----- ÜBUNGSTEXT

Zwischen den Rillen: Himmel und Hölle
■ Neues von den Scorpions und Sepultura – ein Traumprotokoll
Ich schlief.
Böser Haupttraum 1: Vancouver, Kanada, ein Hotelzimmer, eine gut gefüllte Hausbar, draußen kein Schnee, drinnen die Scorpions. Sänger Klaus Meine kratzt sich – immer vorsichtig, daß das Ledermützchen nicht verrutscht – an der Schläfe und grummelt: „Alles gut und schön. Wir sind die größte Band des Universums, wir haben mit ,Wind of Change‘ Boris Jelzin erst möglich gemacht; wir machen Werbung gegen Alkohol am Steuer, raten zu Fahrgemeinschaften; ich hab kaum noch Haare, und wir saufen nur die besten Sachen. Aber was wir für unsere neue Platte brauchen, ist ein Hit.“ Gitarrist Rudolf Schenker grinst starr (Bühnenkrankheit), nickt aber trotzdem, um nachdenkliche Zustimmung auszudrücken: „Logo, Klaus.“ Trommler Herman Rarebell, Bassist Ralph Rieckermann und Gitarrist Matthias Jabs nicken auch. Meine fährt fort: „Was wir brauchen, ist Sozialkritik. So im Stile der Benetton-Werbung.“ Schenker: „Logo, Sozialkritik.“ Meine: „Und ich sage euch: Hoffnung, diesmal noch mehr Hoffnung. Nach dem ,Change‘ leben schließlich alle glücklich, zufrieden und quietschfidel unter derselben Sonne.“ Schenker: „Logo, Sonne kommt immer gut.“ Der Rest nickt und schielt schüchtern zur Zimmerbar. Meine: „Das Ganze dann als Ballade. Damit's auffällt zwischen all dem Schweinerock vorher und nachher.“ Schenker grinst noch etwas breiter, die Dauerwelle kräuselt sich in Vorfreude auf die Gitarrenschweinereien: „Logo, Ballade, Klaus.“ Die anderen sehen nur noch starr auf die verschlossene Bar. Meine: „Ich hab da was vorbereitet, heißt ,Under The Same Sun‘. Geht ungefähr so...“ und fängt an zu pfeifen. Schenker: „Logo, mit Pfeifen!“ Meine: „Nein, diesmal nicht; nur, um die Melodie mal anzudeuten.“ Schenker: „Logo, Klaus.“ Die anderen tuscheln. Meine: „Gut, morgen fangen wir an.“ Schenker: „Womit?“ Der Rest: „Gibst Du uns jetzt den Schlüssel?“
Aufgewacht. Ein wenig Leitungswasser trinken gegangen. Wieder hingelegt.
Netter Zwischendurchtraum 1: Die Hölle ist gar nicht so heiß, und sie spielen Sepultura da.

----------

— DEINE AUFGABEN —
(1) Wie heißt im Traumprotokoll das Lied, das Klaus Meine vorbereitet hat?
(2) Greif das Traumprotokoll nach seinem letzten Satz auf und schreib es weiter.

----- ROHDATEN

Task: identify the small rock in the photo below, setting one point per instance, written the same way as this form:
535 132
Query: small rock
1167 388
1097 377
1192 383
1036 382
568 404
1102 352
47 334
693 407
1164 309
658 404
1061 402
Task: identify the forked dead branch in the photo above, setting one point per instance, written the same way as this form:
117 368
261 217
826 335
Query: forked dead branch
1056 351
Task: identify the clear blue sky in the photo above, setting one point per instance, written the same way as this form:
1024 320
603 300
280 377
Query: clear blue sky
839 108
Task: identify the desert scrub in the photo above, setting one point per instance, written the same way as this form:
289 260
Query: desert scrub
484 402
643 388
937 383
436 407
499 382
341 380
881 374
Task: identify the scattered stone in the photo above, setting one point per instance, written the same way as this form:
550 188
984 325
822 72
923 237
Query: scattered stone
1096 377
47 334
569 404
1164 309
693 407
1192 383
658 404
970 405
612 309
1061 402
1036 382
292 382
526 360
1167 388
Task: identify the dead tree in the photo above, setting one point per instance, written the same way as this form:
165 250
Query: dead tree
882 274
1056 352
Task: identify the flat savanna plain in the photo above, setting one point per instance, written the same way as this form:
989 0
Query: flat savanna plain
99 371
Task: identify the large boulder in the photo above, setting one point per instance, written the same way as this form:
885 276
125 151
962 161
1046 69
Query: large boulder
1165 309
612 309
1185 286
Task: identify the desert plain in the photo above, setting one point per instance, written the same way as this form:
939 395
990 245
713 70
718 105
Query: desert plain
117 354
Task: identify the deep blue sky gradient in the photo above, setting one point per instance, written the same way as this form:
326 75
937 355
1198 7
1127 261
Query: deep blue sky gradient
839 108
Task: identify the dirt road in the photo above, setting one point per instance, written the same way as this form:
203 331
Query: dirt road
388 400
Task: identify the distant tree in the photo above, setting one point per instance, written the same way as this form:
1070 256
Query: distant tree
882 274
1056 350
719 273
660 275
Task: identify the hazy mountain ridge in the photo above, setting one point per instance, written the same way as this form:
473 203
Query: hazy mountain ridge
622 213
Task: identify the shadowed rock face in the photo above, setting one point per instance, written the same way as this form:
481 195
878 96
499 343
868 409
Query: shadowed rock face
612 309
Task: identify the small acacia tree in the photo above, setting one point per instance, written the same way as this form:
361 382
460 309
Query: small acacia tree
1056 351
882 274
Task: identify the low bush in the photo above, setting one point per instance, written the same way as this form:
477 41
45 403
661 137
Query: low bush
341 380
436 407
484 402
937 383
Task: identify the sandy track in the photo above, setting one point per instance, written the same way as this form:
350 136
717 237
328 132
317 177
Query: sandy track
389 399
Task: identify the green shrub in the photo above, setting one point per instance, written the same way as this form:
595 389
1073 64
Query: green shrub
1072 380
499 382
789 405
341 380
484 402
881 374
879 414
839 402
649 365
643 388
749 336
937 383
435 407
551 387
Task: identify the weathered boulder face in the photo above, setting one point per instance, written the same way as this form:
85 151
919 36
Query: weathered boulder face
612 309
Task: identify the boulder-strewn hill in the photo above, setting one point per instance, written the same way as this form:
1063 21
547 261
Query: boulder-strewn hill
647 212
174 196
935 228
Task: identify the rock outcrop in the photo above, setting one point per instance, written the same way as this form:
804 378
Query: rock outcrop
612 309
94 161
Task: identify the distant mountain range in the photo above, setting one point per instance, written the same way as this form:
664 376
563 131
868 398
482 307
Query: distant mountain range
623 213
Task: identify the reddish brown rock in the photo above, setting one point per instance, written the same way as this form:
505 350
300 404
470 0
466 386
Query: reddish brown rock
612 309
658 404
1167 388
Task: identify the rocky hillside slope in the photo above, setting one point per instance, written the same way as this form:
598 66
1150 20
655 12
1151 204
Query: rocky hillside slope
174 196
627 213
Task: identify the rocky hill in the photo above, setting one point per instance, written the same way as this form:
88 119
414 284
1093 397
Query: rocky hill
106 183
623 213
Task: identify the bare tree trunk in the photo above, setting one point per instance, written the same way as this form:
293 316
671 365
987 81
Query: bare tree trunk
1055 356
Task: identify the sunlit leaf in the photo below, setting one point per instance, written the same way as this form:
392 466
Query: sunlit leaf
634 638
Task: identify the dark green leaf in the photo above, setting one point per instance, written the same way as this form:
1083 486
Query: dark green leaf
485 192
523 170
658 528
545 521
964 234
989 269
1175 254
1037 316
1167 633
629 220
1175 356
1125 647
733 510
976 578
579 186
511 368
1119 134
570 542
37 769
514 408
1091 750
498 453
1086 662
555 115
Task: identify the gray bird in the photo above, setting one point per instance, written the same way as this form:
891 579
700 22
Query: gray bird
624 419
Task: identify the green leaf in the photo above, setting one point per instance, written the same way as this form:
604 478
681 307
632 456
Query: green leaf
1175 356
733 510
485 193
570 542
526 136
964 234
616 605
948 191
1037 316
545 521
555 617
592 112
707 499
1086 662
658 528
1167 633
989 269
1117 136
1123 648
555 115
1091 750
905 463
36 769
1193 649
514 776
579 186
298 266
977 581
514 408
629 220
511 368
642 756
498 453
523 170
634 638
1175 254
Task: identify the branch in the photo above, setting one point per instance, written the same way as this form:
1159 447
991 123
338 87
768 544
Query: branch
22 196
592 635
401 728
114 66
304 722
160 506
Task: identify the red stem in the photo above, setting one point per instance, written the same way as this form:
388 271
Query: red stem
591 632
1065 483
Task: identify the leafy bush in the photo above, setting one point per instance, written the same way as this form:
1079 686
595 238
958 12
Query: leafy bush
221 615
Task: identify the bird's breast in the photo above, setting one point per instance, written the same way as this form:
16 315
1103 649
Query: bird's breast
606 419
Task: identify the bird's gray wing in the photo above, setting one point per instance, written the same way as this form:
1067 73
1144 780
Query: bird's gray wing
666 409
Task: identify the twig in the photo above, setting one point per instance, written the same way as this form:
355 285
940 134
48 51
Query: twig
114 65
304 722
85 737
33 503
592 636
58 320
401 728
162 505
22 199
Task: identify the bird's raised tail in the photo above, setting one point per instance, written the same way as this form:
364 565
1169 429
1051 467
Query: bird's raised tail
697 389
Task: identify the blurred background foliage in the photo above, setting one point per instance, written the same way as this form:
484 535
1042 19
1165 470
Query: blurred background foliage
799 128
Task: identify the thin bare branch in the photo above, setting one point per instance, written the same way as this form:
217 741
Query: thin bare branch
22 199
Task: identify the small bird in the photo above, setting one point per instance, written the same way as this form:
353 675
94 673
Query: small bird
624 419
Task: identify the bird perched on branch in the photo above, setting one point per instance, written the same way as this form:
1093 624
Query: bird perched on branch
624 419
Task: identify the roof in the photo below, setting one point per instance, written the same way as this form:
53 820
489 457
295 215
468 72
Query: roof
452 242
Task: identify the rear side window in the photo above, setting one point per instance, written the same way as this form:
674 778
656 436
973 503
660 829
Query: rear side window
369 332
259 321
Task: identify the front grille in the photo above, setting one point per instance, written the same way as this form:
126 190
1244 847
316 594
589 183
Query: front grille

----------

— LÖSUNGEN —
(1) „Under The Same Sun“

(2)
Kurz gegrunzt und umgedreht.
Böser Haupttraum 2: Klaus Meine und Rudolf Schenker klopfen an meine Tür. Schenker grinst breiter, als ich es je vorher gesehen habe. Er nimmt mich in den Polizeigriff, Meine schiebt „Face The Heat“ in den CD-Player. Sein Gesicht mutiert – ungefähr so wie in dem Michael-Jackson-Video – zu Kurt Felix, dann zu Helmut Kohl, zu Mutter Theresa und wieder zu Klaus Meine. Schenker hält mich wie eine Gitarre und schüttelt mich immerzu am Hals. 58 Minuten und 57 Sekunden lang.
Durchnäßt aufgewacht. Noch mehr Leitungswasser. Schlaftablette genommen.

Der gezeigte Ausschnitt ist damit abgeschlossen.